(GOAL): Please copy each of the lines below word for word, keeping them in the same order.

##############################

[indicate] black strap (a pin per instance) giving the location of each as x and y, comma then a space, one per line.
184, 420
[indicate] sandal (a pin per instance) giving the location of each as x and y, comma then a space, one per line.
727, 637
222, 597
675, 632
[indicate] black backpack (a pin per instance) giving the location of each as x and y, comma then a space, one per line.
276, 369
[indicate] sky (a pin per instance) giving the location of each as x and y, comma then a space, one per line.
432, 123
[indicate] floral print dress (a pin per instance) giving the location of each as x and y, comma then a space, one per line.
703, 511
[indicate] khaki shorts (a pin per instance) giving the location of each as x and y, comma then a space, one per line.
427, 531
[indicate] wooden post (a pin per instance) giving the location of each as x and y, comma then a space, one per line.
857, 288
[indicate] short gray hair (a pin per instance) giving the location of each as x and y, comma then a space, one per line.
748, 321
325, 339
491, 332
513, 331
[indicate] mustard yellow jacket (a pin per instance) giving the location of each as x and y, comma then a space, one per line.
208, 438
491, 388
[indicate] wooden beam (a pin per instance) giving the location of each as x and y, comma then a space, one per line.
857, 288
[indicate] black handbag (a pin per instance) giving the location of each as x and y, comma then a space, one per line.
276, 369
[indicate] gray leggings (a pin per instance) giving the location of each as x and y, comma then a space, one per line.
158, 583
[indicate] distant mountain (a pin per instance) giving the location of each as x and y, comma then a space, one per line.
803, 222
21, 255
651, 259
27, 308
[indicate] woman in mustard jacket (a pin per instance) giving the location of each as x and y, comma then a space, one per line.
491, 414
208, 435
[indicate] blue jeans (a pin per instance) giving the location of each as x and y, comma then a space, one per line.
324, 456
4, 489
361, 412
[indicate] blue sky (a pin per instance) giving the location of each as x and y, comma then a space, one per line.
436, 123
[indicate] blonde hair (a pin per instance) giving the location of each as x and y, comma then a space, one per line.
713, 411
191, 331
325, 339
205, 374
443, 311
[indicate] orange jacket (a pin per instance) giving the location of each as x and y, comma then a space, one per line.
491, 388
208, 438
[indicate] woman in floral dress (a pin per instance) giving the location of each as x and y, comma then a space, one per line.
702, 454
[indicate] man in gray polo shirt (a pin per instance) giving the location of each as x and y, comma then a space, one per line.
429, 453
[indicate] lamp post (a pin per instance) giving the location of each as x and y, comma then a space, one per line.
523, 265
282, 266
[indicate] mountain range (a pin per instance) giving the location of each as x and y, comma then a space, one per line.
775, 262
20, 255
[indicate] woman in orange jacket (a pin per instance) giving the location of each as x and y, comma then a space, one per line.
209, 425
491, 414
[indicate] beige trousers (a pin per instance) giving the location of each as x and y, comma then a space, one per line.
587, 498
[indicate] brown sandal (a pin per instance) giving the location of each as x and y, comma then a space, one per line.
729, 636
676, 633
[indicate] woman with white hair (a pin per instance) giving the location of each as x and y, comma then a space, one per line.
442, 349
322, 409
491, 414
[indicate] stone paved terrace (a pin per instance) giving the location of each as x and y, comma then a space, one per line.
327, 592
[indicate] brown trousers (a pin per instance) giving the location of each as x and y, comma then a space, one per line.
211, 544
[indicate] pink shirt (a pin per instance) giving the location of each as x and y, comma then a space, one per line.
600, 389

##############################

(OUTPUT OF THE TASK):
[indicate] black strap (a pin per instance) giving the location of each as x and y, comma then a space, one per line.
184, 420
[indicate] sandal (a pin per instance) giving the location of each as x and y, comma then a space, one per line.
727, 637
222, 597
675, 632
[indicate] black backpack (a pin per instance) giving the location of each as x and y, comma then a space, one per line.
276, 369
[indicate] sky (a pin per instance) giving the location of each as x and y, comma then a space, one per line.
432, 123
[indicate] floral print dress (a pin per instance) giving the location of each as x and y, comma then a space, one per line.
703, 511
[indicate] khaki shorts (a pin per instance) giving the location of each as x and y, comma then a space, one per line.
427, 531
[indicate] wooden post (a pin per instance) giving the location of each as x and y, comma then a space, one per line.
857, 288
[indicate] short gray hair (a pin per instance) giving the location of each as x and y, comma then a space, one per line.
748, 321
325, 339
491, 332
513, 331
[indicate] mustard yellow jacket (a pin per instance) giving the location of each as x and y, comma then a space, one per line.
208, 438
491, 388
[indicate] wooden beam (a pin per instance) giving the location of each as x and y, comma then a space, one per line.
857, 288
[indicate] black handbag (a pin per instance) giving the location of each as x and y, comma then a space, one per line.
276, 369
[indicate] gray leggings (a pin per instance) giving the location of each as x and y, comma then a space, one per line.
158, 583
[indicate] distant mountain (a pin per instance) giving the location of each as x and y, comma then a space, one per line.
803, 222
21, 255
651, 259
27, 308
[indicate] woman in mustard jacket (a pin per instance) giving the location of each as x and y, comma then a space, one per line.
491, 414
208, 435
[indicate] blue jeans (a pin per instance) giving the location of each as x and y, comma then a space, one per line.
324, 456
4, 489
361, 412
[indicate] blue sky (a pin per instance) giving the location of each as x and y, comma then a space, one per line.
436, 123
[indicate] blonde hair (a pin per instance) giving the location of each as x and y, comma then a space, one per line.
713, 411
191, 331
325, 339
205, 374
443, 311
[indicate] orange jacket (a pin per instance) giving the location of each as x and y, comma then a space, one per line.
491, 388
208, 438
[indicate] woman in floral dress (a pin per instance) giving the location of each as x and y, comma then a space, one per line.
702, 454
[indicate] man in gray polo shirt (a pin per instance) giving the location of each as x and y, comma then a space, one per line.
429, 453
[indicate] lamp post (a pin per instance) giving the location of each as x and y, comma then a space, one per line.
523, 265
282, 266
[indicate] mountain range (a pin per instance) giving the location of each as x and y, comma then a space, one per line.
775, 262
20, 255
[indicate] woman in orange jacket (a pin per instance) giving the location of each as x and y, comma then a space, one per line.
209, 425
491, 414
[indicate] beige trousers (a pin per instance) giving the location of each as x and y, comma then a space, one per line.
587, 498
[indicate] brown sandal (a pin per instance) giving the location of each as x and y, comma then a space, one per line.
729, 636
676, 633
[indicate] woman with white hair (a pin per instance) giving the location of each as x and y, comma then a space, one per line.
442, 349
322, 409
491, 414
[indicate] stone paved terrace (a pin per instance) giving the location of each as x and y, comma then a space, one per line.
327, 592
[indicate] brown trousers (a pin per instance) giving the location of each as x and y, comma then a space, one per line.
211, 544
[indicate] pink shirt (a pin per instance) giving the location of each as x and y, comma then a space, one per line.
600, 389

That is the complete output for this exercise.